Short exercise :: Please pick out each of the lines below that contains the word "valued" and copy every one of them in full.

Rows ::
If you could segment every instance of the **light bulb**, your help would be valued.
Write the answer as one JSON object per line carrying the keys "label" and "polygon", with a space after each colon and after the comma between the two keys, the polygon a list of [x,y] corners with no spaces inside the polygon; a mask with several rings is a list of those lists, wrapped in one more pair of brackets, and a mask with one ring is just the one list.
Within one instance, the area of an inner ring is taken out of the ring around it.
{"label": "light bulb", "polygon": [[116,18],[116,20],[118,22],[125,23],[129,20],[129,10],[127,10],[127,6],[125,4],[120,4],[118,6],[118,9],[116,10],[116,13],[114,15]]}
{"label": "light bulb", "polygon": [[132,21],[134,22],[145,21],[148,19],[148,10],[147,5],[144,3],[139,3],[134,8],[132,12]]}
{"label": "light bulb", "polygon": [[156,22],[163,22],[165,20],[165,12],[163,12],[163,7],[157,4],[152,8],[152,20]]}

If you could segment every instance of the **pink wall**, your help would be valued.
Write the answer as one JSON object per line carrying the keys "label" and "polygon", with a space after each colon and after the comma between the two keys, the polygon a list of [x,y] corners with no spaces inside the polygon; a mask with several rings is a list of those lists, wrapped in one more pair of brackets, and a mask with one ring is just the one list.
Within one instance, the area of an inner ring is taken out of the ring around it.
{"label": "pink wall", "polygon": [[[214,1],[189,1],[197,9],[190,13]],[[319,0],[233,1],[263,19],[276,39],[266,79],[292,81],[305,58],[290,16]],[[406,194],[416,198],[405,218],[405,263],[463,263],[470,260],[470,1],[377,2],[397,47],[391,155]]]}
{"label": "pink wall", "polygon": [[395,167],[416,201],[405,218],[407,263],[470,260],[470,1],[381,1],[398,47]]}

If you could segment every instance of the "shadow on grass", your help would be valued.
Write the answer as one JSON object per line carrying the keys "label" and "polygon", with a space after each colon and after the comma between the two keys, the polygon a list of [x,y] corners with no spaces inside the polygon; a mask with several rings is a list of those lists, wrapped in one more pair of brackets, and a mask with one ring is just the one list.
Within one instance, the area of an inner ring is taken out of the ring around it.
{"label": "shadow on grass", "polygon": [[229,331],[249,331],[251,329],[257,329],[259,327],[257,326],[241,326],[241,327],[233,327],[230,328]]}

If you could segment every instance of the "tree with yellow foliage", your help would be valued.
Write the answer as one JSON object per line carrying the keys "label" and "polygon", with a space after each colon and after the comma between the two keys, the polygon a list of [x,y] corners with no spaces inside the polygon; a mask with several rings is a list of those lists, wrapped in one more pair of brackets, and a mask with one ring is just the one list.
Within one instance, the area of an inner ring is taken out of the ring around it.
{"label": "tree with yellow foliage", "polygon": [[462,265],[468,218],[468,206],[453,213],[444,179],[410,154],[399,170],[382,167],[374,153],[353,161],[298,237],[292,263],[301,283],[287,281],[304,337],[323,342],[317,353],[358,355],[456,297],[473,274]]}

Solution to this task ::
If you could segment every instance of the **light bulb**, your help would be valued.
If you could segment every instance of the **pink wall**, your help would be valued.
If you could segment every instance of the "shadow on grass", your help would be valued.
If you could segment every instance of the "tree with yellow foliage", your help would be valued.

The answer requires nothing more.